- [GIVEN REQUEST]:
Report every line in the records below that contains the word "dining".
-- BEGIN --
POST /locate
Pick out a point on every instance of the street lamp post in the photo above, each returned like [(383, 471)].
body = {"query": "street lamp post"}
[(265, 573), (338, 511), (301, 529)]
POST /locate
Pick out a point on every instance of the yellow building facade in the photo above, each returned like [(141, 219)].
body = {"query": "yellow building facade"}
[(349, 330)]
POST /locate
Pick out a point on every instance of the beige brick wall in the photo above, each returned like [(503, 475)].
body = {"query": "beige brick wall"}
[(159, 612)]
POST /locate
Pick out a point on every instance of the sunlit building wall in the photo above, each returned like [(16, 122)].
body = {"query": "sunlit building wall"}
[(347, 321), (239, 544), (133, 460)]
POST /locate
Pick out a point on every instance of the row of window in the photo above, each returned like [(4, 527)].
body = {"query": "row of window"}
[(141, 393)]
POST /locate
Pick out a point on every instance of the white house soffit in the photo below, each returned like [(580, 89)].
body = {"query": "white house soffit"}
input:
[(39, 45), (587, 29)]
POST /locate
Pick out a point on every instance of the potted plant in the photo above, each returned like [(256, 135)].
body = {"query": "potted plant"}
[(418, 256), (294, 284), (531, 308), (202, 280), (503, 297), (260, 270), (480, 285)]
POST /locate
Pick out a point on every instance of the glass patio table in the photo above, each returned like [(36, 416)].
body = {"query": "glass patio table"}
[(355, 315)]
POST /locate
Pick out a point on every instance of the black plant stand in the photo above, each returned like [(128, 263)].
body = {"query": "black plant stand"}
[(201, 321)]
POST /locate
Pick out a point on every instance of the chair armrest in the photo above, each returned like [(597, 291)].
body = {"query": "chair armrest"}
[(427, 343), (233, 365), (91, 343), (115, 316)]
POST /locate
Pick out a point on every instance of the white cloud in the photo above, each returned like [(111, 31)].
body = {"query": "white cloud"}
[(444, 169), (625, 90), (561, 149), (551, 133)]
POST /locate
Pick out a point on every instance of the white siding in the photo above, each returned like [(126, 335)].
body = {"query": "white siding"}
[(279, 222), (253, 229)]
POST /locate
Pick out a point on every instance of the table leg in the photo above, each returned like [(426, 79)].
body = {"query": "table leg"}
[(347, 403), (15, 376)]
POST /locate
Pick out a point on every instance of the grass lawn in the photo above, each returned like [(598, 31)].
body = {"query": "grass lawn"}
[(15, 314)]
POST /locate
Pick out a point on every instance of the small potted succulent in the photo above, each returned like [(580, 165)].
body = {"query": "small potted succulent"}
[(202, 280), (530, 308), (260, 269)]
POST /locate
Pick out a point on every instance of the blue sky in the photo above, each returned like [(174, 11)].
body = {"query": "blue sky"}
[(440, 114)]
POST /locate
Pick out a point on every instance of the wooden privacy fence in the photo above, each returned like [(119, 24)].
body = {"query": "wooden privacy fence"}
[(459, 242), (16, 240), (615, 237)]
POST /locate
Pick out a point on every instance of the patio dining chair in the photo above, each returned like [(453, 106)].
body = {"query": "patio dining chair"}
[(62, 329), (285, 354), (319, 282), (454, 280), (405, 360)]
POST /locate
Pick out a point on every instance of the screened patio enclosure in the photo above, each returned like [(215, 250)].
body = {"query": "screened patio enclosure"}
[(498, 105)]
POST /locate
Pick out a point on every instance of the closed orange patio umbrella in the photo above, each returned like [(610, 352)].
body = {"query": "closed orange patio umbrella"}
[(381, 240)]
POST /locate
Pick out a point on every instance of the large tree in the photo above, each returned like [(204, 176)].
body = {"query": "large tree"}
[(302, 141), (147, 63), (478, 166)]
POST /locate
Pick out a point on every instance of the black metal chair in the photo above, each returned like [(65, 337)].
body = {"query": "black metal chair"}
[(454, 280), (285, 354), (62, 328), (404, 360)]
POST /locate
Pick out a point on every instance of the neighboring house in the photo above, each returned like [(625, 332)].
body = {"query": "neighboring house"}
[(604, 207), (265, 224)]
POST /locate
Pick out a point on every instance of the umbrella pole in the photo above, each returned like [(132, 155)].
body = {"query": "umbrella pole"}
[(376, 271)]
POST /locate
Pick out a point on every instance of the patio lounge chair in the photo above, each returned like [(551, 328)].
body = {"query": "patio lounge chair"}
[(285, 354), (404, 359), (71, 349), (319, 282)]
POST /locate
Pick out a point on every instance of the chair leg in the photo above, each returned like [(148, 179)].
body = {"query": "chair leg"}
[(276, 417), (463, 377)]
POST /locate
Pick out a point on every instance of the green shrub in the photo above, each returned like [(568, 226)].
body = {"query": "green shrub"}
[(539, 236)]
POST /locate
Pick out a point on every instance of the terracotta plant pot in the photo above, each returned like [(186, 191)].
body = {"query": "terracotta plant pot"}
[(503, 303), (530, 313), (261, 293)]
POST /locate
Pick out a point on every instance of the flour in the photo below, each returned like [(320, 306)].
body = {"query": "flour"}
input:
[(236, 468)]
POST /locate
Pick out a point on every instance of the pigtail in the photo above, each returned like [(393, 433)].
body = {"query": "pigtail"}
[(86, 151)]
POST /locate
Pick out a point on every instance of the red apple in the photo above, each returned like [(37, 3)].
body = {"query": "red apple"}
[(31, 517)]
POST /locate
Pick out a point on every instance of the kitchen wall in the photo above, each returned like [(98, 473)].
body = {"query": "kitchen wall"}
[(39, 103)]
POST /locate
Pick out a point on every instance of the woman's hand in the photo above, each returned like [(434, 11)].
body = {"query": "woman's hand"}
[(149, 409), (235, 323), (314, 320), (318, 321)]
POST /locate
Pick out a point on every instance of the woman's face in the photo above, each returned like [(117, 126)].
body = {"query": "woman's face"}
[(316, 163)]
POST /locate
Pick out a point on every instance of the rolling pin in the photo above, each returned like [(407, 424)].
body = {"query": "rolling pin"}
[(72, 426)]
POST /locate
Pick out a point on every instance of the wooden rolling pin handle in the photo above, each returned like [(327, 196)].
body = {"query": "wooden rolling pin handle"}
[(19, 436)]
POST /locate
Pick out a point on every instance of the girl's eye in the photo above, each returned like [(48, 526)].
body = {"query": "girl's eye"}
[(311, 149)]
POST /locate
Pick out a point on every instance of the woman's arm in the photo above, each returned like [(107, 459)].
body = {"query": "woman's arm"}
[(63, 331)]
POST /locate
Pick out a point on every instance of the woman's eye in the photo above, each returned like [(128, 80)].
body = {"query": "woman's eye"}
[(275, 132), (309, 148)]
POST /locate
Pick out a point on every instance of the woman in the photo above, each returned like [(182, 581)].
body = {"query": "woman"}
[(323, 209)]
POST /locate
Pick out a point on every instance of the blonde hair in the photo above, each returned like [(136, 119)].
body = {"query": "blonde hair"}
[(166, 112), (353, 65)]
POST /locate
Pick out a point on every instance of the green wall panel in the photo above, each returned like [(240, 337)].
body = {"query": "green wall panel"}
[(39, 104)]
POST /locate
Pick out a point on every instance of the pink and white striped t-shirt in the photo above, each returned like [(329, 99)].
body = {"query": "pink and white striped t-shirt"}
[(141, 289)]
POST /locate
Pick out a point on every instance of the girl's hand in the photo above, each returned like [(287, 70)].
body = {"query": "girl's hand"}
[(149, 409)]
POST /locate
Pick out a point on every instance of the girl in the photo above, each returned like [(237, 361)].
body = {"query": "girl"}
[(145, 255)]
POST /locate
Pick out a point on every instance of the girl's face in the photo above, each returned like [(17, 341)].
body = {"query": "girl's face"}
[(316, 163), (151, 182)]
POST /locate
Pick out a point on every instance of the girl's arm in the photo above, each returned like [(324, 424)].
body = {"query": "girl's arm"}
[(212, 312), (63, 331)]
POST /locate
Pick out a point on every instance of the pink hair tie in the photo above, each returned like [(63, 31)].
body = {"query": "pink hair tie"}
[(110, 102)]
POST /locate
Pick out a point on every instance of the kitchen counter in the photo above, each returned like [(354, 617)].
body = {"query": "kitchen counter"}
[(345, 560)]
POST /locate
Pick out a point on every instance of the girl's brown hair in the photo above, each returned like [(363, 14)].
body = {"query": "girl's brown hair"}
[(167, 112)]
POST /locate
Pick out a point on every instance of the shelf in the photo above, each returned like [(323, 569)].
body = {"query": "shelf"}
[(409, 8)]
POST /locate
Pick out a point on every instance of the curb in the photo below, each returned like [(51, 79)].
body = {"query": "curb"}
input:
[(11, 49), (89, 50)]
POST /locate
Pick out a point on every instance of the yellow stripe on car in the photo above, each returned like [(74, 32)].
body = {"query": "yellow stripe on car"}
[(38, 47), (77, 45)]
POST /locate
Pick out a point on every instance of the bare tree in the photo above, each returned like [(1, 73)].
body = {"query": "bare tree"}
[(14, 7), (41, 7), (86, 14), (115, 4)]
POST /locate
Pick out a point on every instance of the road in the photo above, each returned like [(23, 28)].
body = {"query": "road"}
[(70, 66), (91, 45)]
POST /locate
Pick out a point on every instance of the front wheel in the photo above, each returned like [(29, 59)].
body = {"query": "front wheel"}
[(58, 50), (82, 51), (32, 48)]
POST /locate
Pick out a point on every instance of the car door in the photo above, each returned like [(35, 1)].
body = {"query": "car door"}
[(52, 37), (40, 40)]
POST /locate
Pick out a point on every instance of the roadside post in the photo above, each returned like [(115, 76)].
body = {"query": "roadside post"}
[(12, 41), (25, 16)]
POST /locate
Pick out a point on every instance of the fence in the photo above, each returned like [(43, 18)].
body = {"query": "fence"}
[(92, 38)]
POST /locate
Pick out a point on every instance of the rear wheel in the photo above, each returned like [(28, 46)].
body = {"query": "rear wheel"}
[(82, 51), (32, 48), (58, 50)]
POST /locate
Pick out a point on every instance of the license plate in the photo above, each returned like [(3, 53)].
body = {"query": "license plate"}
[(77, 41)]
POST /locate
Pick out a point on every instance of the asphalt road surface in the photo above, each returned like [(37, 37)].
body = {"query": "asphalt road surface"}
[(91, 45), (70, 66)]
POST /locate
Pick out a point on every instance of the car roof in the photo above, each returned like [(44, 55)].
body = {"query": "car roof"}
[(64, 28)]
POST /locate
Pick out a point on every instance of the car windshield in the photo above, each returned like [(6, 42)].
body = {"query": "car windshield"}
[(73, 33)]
-- END --
- [CORRECT RESPONSE]:
Pick out a point on every instance of the patio dining chair in the photo above, each returned like [(453, 106)].
body = {"query": "patio dining chair"}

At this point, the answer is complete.